Image-grounded pointing data:

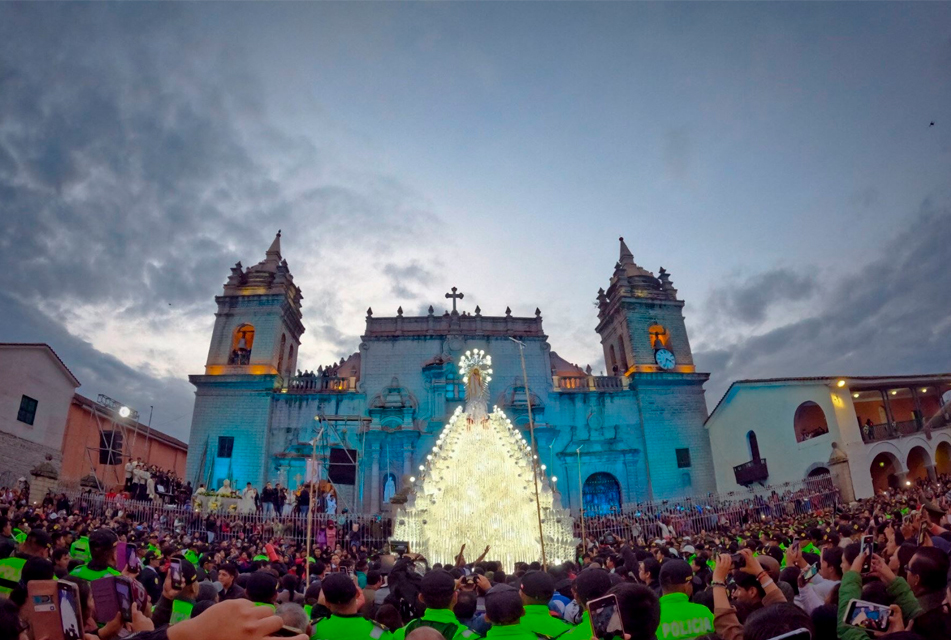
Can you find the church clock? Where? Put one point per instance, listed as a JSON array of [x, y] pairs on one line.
[[665, 359]]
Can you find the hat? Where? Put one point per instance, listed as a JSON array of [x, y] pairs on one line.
[[338, 588], [437, 584], [675, 571], [538, 585], [102, 539], [592, 583], [934, 509]]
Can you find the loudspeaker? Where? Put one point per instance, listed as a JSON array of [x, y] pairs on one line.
[[343, 467]]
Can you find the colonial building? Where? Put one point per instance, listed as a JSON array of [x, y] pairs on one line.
[[36, 388], [886, 431], [630, 436]]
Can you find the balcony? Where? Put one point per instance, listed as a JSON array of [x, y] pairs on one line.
[[587, 384], [319, 384], [750, 472]]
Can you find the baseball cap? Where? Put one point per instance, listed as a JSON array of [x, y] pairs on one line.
[[102, 539], [538, 585], [437, 584], [338, 588], [592, 583]]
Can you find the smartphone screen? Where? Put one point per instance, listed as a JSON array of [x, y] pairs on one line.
[[810, 572], [69, 612], [606, 618], [175, 571], [867, 615], [124, 591], [867, 549]]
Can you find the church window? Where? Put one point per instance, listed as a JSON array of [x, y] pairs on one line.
[[601, 494], [683, 458], [753, 445], [622, 354], [225, 446], [27, 412], [809, 421], [660, 339], [110, 447], [241, 345], [455, 388]]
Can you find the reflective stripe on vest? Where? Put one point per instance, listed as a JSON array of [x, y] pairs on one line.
[[10, 571], [181, 610]]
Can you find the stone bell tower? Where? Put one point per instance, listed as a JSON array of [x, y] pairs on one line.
[[253, 350]]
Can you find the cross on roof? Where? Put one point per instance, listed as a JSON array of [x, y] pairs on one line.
[[455, 296]]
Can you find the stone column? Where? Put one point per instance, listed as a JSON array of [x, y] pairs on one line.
[[375, 477], [841, 474]]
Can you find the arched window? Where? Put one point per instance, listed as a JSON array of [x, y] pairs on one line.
[[601, 494], [241, 345], [753, 444], [622, 356], [659, 336], [810, 421]]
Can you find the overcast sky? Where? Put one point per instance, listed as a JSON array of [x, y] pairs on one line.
[[777, 159]]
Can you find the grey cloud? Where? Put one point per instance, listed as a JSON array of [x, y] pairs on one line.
[[750, 301], [890, 317], [99, 372]]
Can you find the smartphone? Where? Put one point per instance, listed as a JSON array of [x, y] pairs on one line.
[[70, 613], [122, 557], [606, 618], [867, 548], [810, 572], [42, 612], [867, 615], [175, 571]]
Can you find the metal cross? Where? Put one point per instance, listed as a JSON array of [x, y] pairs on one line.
[[455, 296]]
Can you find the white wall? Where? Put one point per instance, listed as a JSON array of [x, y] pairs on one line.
[[34, 372], [769, 410]]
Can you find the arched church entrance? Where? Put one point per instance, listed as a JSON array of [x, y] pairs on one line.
[[918, 462], [601, 494], [884, 470], [942, 458]]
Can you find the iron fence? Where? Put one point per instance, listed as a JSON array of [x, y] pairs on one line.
[[685, 516]]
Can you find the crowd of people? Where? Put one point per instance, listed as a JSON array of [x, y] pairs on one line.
[[830, 573]]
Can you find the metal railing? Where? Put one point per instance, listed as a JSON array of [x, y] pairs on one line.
[[686, 516], [691, 516]]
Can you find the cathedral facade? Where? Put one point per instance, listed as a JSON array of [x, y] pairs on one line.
[[372, 418]]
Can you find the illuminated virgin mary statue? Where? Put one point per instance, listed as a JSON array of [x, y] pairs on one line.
[[476, 487]]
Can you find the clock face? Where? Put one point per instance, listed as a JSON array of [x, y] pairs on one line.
[[665, 359]]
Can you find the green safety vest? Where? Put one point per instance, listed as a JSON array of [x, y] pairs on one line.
[[538, 620], [442, 620], [581, 631], [10, 571], [80, 549], [354, 627], [84, 572], [513, 632], [680, 618], [181, 610]]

**EXERCISE AIM**
Every record above should be written out again exactly; the pictures stay out of the copy.

**EXERCISE OUTPUT**
Can you find the church clock? Where? Put one point per instance, listed as a JSON array of [x, y] pairs on one line.
[[665, 359]]
Can you find the hat? Where? Put one point per instance, listed as a JSON array of [x, y] pairs on one line.
[[338, 588], [437, 584], [675, 571], [538, 585], [102, 539], [592, 583], [934, 509]]
Can you find the loudspeaker? Where? Put one point per instance, listed as a JSON array of [x, y] pairs on one line.
[[343, 467]]
Can you find the colonial building? Where? Put one point per instance, listed as a JSON array of [x, y] pairs on one line.
[[36, 388], [886, 431], [630, 436]]
Can you find the balcony? Where? Put one point per instance, listed as a JSON array of [x, y] pairs on one line.
[[587, 384], [319, 384], [750, 472]]
Can you find the baseball cap? Where? Put one point per instance, listed as a JSON array of [x, y] pairs on one line.
[[102, 539], [538, 585], [437, 584], [338, 588], [592, 583]]
Can you find the smartphone screen? Where? Put one point per instance, listed as a JSON array of [x, y] pairs on one line.
[[810, 572], [69, 612], [606, 618], [175, 571], [867, 615], [124, 591], [867, 549]]
Can you find the church window? Where? Put one point per instance, listed as a JSON array of [x, y] pairs on one line.
[[601, 494], [683, 458], [753, 445], [622, 354], [225, 446], [27, 412], [809, 421], [660, 339], [110, 447], [241, 345], [455, 388]]
Can you find the reflective stripe on vest? Where? Put one point per instance, listed as a JSON array of [x, y] pairs on one line.
[[10, 571], [181, 610]]
Can you find the stone bell tower? Where? Put one point per instance, listed as a JSON array of [x, y] pairs on one line.
[[253, 350]]
Can you find the cross on roof? Where? Put one point per instance, listed as a JSON array of [x, y] pairs on one line.
[[455, 296]]
Can you find the stone column? Where? Put one point per instance, listed as a JSON array of [x, y] pairs on one line.
[[375, 477], [841, 474]]
Can you find the arched window? Where? Put one point per instance, listed as a JSON array of [x, y] pairs on one line.
[[601, 494], [241, 345], [753, 444], [622, 356], [659, 336], [810, 421]]
Can you find the overcast sky? Where? Put one point per instance, listed as a JSON array of [x, y] pairs on one line.
[[777, 159]]
Can you find the grey cloud? Where? Put one point per instance, listed as a JSON array of [x, y] pairs on one line.
[[750, 301], [890, 317], [99, 372]]
Can you find the smartphone? Where? Put one point per instance, listed as a JSON array of [x, y] pairs on one line.
[[70, 613], [122, 557], [606, 618], [867, 548], [810, 572], [42, 612], [867, 615], [175, 571]]
Can you find the metal cross? Where? Put one point per instance, listed as a JSON array of [x, y] pairs on one line.
[[455, 296]]
Can you find the white wall? Where? Put one point per instance, listed as a JSON array of [x, y] pairs on one line.
[[34, 372], [769, 410]]
Can you find the arched church entrance? Where? Put one point per instance, listed as a JSON array of [x, y] pairs on one line.
[[918, 462], [601, 494], [884, 470], [942, 458]]
Can you find the iron fence? Where? Put one point per instance, listed as a JSON array of [x, y] pairs on one line.
[[685, 516]]
Can you find the crowd of people? Where? Put one point per instance, listed as a JSON array of [x, y] pairs on one line.
[[830, 573]]
Can you find the metal railing? Where? Put one point per instance, listed as a JSON array of [x, y] pairs on one line.
[[686, 516], [691, 516]]
Can you find the cathedral facade? Where? Put one point per instance, listed as a JSON array of [x, y] pairs on one line.
[[372, 418]]
Can you find the illuminated virgin mary statue? Where? Put one point per instance, listed as a JSON array of [x, y] pairs on one line.
[[476, 487]]
Can you find the clock face? Where? Put one point per instance, listed as a JSON array of [x, y] pairs on one line.
[[665, 359]]
Can you find the green safety vest? Where? Put one point per instance, listed as a JSON array of [x, y] pairs on one line.
[[538, 620], [442, 620], [581, 631], [10, 571], [80, 549], [354, 627], [84, 572], [513, 632], [680, 618], [181, 610]]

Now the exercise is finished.